== INPUT DATA ==
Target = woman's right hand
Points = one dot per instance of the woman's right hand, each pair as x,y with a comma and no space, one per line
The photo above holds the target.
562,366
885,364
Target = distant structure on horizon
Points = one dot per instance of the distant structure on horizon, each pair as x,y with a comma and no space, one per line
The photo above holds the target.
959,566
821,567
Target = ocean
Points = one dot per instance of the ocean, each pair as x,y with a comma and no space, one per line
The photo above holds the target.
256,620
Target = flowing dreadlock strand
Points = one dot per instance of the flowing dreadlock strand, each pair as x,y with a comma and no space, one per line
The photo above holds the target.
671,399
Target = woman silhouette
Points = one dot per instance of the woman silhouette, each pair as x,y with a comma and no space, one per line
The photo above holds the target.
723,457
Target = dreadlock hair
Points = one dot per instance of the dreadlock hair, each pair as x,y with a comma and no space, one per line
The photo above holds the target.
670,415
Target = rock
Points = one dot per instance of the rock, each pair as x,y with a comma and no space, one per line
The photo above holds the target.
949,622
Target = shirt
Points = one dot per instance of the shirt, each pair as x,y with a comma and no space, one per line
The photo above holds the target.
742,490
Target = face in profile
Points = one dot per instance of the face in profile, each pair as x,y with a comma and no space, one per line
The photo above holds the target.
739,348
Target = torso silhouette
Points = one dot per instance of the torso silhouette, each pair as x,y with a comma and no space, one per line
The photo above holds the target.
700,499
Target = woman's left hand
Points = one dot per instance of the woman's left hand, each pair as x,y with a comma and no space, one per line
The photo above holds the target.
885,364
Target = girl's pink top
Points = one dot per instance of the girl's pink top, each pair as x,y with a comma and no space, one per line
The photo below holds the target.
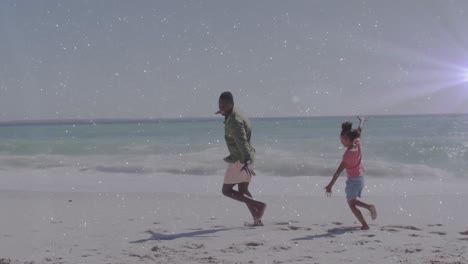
353,160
===
DIRECTIONS FOR THIS TASK: Leave out all pictures, then copy the remaining material exactly.

CORRECT ANSWER:
Target = woman's right hand
Points = one dot per instance of the woman's right hand, each pair as x,y with a comma and no space, one per line
The photo above holds the target.
562,366
885,364
Target = distant structure on horizon
Points = one dot per instance of the distant structure on horizon, each pair as x,y with a comma and no space, one per line
The photo above holds the target.
959,566
821,567
Target = ocean
Points = one dot per instance of the ocean, each pair as x,y with a comma and no space, one per line
The photo above holds the target.
256,620
Target = flowing dreadlock strand
Points = one dot per instance of the flowing dreadlock strand, each pair as x,y with a comma and no space, one per line
The photo above holds the target.
671,399
Target = woman silhouette
Points = one dot per instance of the woman silhouette, each pair as x,y with a comma and no space, one per line
The photo above holds the target.
723,457
Target = dreadlock hair
Points = one dot per instance of the dreadlock hair, each pair as x,y with a comma and no space, one per line
The photo above holds the target.
670,415
Target = rock
Points = one dot per instance of the rock, each pair as x,y with a comma and no space, one per line
The photo above holds the target.
949,622
Target = shirt
Points = one dot per instance of the shirt, each pair as x,y with a comma and no space, one per line
The photo above holds the target.
742,490
Target = face in profile
Points = one dot per instance of the face in profile, each pair as x,y with a comma and no space, one per line
The photo above holds the target.
739,348
Target = torso silhouette
Points = one dot per instance of the torso silhouette, each pair as x,y with a comma and no space, one per line
The photo above holds the target.
700,499
Target = woman's left hand
Points = one dot per instance of the woman's left hand, each pair as x,y with a comma and no space, one per line
The photo above holds the target.
885,364
Target = girl's pink top
Points = one dot per instance of the girl's pink top, each pair as x,y with a comma and no space, one per line
The photo below holds the target.
353,160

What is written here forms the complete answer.